Exercise input:
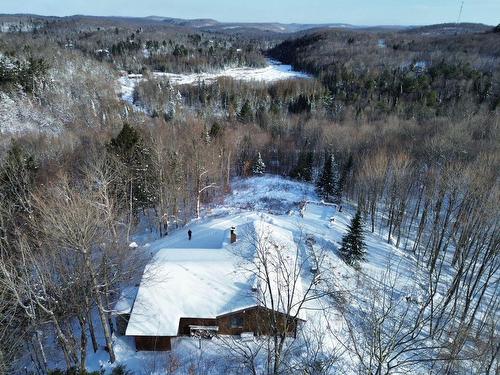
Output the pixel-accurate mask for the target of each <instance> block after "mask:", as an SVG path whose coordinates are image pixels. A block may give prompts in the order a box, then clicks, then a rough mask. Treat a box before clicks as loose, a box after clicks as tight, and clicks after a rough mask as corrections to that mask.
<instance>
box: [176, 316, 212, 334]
mask: <svg viewBox="0 0 500 375" xmlns="http://www.w3.org/2000/svg"><path fill="white" fill-rule="evenodd" d="M216 325H217V319H209V318H207V319H204V318H180V319H179V329H178V330H177V335H179V336H189V335H190V334H191V331H190V329H189V326H216Z"/></svg>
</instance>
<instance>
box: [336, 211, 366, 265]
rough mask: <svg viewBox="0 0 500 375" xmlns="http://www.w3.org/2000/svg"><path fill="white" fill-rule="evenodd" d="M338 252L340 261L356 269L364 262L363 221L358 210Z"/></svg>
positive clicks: (343, 237)
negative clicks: (341, 259) (345, 262)
mask: <svg viewBox="0 0 500 375" xmlns="http://www.w3.org/2000/svg"><path fill="white" fill-rule="evenodd" d="M339 252H340V257H341V258H342V260H343V261H344V262H346V263H347V264H348V265H350V266H352V267H354V268H356V269H358V268H359V267H360V263H361V262H364V261H365V260H366V244H365V242H364V234H363V219H362V217H361V211H360V210H359V209H358V211H357V212H356V215H355V216H354V218H353V219H352V220H351V224H350V225H349V228H348V231H347V234H346V235H345V236H344V237H343V238H342V246H341V247H340V250H339Z"/></svg>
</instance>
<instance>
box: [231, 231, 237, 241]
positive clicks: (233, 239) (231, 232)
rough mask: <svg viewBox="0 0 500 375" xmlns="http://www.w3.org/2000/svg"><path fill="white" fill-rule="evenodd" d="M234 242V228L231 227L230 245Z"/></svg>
mask: <svg viewBox="0 0 500 375" xmlns="http://www.w3.org/2000/svg"><path fill="white" fill-rule="evenodd" d="M235 242H236V227H231V243H235Z"/></svg>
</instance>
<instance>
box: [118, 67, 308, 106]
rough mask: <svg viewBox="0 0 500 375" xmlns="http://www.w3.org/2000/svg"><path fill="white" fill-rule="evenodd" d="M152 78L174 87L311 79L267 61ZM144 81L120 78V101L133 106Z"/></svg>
mask: <svg viewBox="0 0 500 375" xmlns="http://www.w3.org/2000/svg"><path fill="white" fill-rule="evenodd" d="M153 77H155V78H160V79H165V80H166V81H168V82H170V84H172V85H174V86H176V85H193V84H196V83H198V82H206V83H209V82H213V81H216V80H217V79H218V78H221V77H228V78H232V79H235V80H240V81H245V82H276V81H280V80H286V79H297V78H311V76H310V75H309V74H307V73H303V72H297V71H294V70H293V69H292V67H291V65H285V64H282V63H280V62H279V61H276V60H269V65H268V66H267V67H265V68H250V67H236V68H234V67H228V68H226V69H224V70H221V71H218V72H212V73H191V74H174V73H162V72H154V73H153ZM144 79H145V78H144V77H143V75H142V74H128V75H124V76H122V77H120V78H119V85H120V90H121V91H120V95H121V98H122V100H124V101H125V102H127V103H130V104H131V105H133V93H134V88H135V86H136V85H137V83H139V82H141V81H142V80H144ZM136 109H137V108H136Z"/></svg>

Problem statement:
The output must match the records word for word, except that no pictures appear.

Worked solution:
Output the pixel-accurate mask for the target of each <instance> block after "mask:", as an SVG path whose coordinates are image pixels. A block may give prompts in the order a box, then clicks, then a rough mask. Treat a box before clicks as loose, a box after clicks as tight, and clicks after a rough mask as corrections to that mask.
<instance>
box: [176, 316, 212, 334]
mask: <svg viewBox="0 0 500 375" xmlns="http://www.w3.org/2000/svg"><path fill="white" fill-rule="evenodd" d="M216 325H217V319H209V318H207V319H204V318H180V319H179V329H178V330H177V335H179V336H189V335H190V334H191V331H190V329H189V326H216Z"/></svg>
</instance>
<instance>
box: [336, 211, 366, 265]
rough mask: <svg viewBox="0 0 500 375" xmlns="http://www.w3.org/2000/svg"><path fill="white" fill-rule="evenodd" d="M338 252L340 261L356 269L364 262L363 221L358 210Z"/></svg>
positive clicks: (343, 237)
negative clicks: (341, 259) (345, 262)
mask: <svg viewBox="0 0 500 375" xmlns="http://www.w3.org/2000/svg"><path fill="white" fill-rule="evenodd" d="M339 252H340V257H341V258H342V260H343V261H344V262H346V263H347V264H348V265H350V266H352V267H354V268H356V269H358V268H359V267H360V263H361V262H364V261H365V260H366V244H365V242H364V234H363V219H362V217H361V211H360V210H359V209H358V211H357V212H356V215H355V216H354V218H353V219H352V220H351V224H350V225H349V228H348V231H347V234H346V235H345V236H344V237H343V238H342V246H341V247H340V250H339Z"/></svg>
</instance>
<instance>
box: [231, 231, 237, 241]
positive clicks: (233, 239) (231, 232)
rough mask: <svg viewBox="0 0 500 375" xmlns="http://www.w3.org/2000/svg"><path fill="white" fill-rule="evenodd" d="M234 242V228L231 227L230 245Z"/></svg>
mask: <svg viewBox="0 0 500 375" xmlns="http://www.w3.org/2000/svg"><path fill="white" fill-rule="evenodd" d="M235 242H236V227H231V243H235Z"/></svg>
</instance>
<instance>
box: [118, 67, 308, 106]
rough mask: <svg viewBox="0 0 500 375" xmlns="http://www.w3.org/2000/svg"><path fill="white" fill-rule="evenodd" d="M152 78L174 87L311 79L267 61ZM144 81L120 78V101L133 106Z"/></svg>
mask: <svg viewBox="0 0 500 375" xmlns="http://www.w3.org/2000/svg"><path fill="white" fill-rule="evenodd" d="M153 77H155V78H160V79H165V80H166V81H168V82H170V84H172V85H174V86H176V85H193V84H196V83H198V82H206V83H209V82H213V81H216V80H217V79H218V78H221V77H228V78H232V79H235V80H240V81H245V82H276V81H280V80H286V79H297V78H311V76H310V75H309V74H307V73H303V72H297V71H294V70H293V69H292V67H291V65H285V64H282V63H280V62H279V61H276V60H269V65H268V66H267V67H265V68H250V67H236V68H234V67H228V68H226V69H224V70H221V71H218V72H212V73H191V74H174V73H162V72H154V73H153ZM144 79H145V78H144V77H143V75H142V74H128V75H124V76H122V77H120V78H119V85H120V90H121V91H120V95H121V98H122V100H124V101H125V102H127V103H130V104H131V105H133V93H134V88H135V86H136V85H137V83H139V82H141V81H142V80H144ZM136 109H137V108H136Z"/></svg>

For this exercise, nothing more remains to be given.